| ACTIVITY |
Keeping every word in place, write out the entries that come next.

++++ EXTRACTED DATA

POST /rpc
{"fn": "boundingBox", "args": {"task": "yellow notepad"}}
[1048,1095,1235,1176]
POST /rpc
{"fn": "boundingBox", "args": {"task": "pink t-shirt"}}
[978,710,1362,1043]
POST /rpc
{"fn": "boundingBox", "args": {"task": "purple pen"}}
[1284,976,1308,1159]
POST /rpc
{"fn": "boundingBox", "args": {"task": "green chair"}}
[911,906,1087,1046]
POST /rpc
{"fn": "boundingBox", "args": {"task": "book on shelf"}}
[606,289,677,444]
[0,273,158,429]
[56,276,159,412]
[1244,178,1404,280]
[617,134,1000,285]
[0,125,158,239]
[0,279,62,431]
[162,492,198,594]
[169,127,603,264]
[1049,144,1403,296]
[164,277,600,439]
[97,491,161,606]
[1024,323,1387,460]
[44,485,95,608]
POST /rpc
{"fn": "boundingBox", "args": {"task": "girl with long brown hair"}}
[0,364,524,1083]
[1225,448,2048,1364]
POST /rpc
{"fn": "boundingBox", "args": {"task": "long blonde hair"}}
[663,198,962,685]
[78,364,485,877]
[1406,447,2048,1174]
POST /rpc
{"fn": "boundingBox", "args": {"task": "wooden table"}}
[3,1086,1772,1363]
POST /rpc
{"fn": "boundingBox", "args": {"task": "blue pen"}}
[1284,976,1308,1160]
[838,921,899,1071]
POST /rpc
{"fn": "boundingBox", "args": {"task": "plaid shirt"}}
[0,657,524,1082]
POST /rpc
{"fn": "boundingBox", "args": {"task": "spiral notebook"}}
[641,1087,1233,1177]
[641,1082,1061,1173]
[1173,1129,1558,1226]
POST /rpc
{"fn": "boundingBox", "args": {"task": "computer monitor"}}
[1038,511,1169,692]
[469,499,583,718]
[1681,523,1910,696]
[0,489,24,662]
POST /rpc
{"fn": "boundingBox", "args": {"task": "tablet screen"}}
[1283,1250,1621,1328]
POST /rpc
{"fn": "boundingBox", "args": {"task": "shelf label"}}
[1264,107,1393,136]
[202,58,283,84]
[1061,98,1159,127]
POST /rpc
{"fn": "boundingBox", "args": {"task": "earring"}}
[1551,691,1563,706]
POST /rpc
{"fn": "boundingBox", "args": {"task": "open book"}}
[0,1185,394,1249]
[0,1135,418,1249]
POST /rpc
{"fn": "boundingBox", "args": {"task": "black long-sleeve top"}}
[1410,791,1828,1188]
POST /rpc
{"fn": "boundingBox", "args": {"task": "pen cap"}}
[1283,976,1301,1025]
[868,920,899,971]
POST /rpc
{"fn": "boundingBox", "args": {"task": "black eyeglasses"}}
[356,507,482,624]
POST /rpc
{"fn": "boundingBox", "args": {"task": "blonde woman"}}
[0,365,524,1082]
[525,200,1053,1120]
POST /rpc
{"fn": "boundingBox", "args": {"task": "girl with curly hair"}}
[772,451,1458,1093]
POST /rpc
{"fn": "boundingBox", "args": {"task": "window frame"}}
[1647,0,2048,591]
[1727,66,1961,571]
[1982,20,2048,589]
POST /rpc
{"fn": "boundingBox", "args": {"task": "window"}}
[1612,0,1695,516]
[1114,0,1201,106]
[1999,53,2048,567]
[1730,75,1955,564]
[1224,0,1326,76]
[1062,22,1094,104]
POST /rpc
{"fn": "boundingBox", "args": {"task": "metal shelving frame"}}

++++++++

| ANSWER TO THE PROBLEM |
POST /rpc
{"fn": "boundingBox", "args": {"task": "yellow notepad"}}
[1048,1095,1235,1176]
POST /rpc
{"fn": "boundingBox", "args": {"task": "pink t-shirt"}}
[978,710,1362,1043]
POST /rpc
{"fn": "boundingBox", "args": {"task": "purple pen"}}
[1284,976,1308,1159]
POST /rpc
{"fn": "boundingBox", "args": {"task": "green chair"}}
[911,906,1087,1046]
POST /rpc
{"fn": "boundingBox", "args": {"task": "book on shelf"}}
[606,289,677,444]
[0,273,158,429]
[56,276,159,412]
[1244,178,1404,280]
[617,134,1000,285]
[0,125,158,239]
[0,279,62,431]
[162,492,198,594]
[169,127,603,264]
[1049,144,1403,296]
[164,277,600,439]
[97,491,161,606]
[1024,323,1387,460]
[44,485,95,608]
POST /rpc
{"fn": "boundingBox", "args": {"task": "girl with long brown hair"}}
[0,364,524,1083]
[1225,448,2048,1364]
POST /rpc
{"fn": "boundingBox", "args": {"task": "long blonde hair"}}
[663,198,962,685]
[78,364,485,877]
[1406,447,2048,1174]
POST /rpc
{"fn": "boundingBox", "args": {"task": "wooden table"}}
[3,1086,1772,1363]
POST /rpc
{"fn": "boundingBox", "args": {"task": "blue pen"}}
[1284,976,1308,1160]
[838,921,899,1071]
POST /rpc
{"fn": "boundingBox", "args": {"task": "plaid shirt"}}
[0,657,524,1082]
POST /rpc
{"fn": "boundingBox", "args": {"task": "spiral notebook"}}
[641,1087,1233,1177]
[641,1082,1061,1173]
[1173,1129,1558,1226]
POST /rpc
{"fn": "boundingBox", "args": {"task": "computer monitor"}}
[1038,511,1169,692]
[469,499,583,718]
[1681,523,1910,696]
[0,489,24,662]
POST /rpc
{"fn": "boundingBox", "args": {"task": "tablet screen"}}
[1283,1250,1621,1328]
POST /rpc
{"fn": "boundingBox", "args": {"task": "shelf label"}}
[1264,107,1393,136]
[202,58,283,84]
[1061,98,1159,127]
POST /rpc
{"fn": "boundingBox", "args": {"task": "earring"}}
[1551,691,1563,706]
POST /rpc
{"fn": "boundingBox", "args": {"task": "open book"}}
[0,1185,394,1249]
[0,1135,418,1249]
POST /rpc
{"fn": "boundingBox", "args": {"task": "black long-sleeve top"}}
[1410,791,1828,1188]
POST /rpc
{"fn": "boundingBox", "args": {"task": "pen cap"}}
[1283,976,1301,1025]
[868,920,899,971]
POST /rpc
{"fn": "boundingBox", "args": {"task": "black eyeglasses"}}
[356,507,482,624]
POST /rpc
{"fn": "boundingBox", "args": {"task": "blonde woman"}}
[0,365,524,1082]
[525,200,1053,1120]
POST /rpc
{"fn": "boundingBox", "args": {"task": "girl with curly hair"}}
[772,451,1458,1093]
POST /rpc
{"fn": "boundingBox", "args": {"task": "window frame"}}
[1647,0,2048,591]
[1727,66,1961,571]
[1982,20,2048,589]
POST /rpc
{"fn": "boundingBox", "args": {"task": "window"}}
[1612,0,1695,516]
[1114,0,1201,106]
[1999,53,2048,567]
[1730,75,1955,564]
[1224,0,1326,76]
[1062,22,1094,104]
POST /rpc
{"fn": "boundingBox", "args": {"task": "metal shelving frame"}}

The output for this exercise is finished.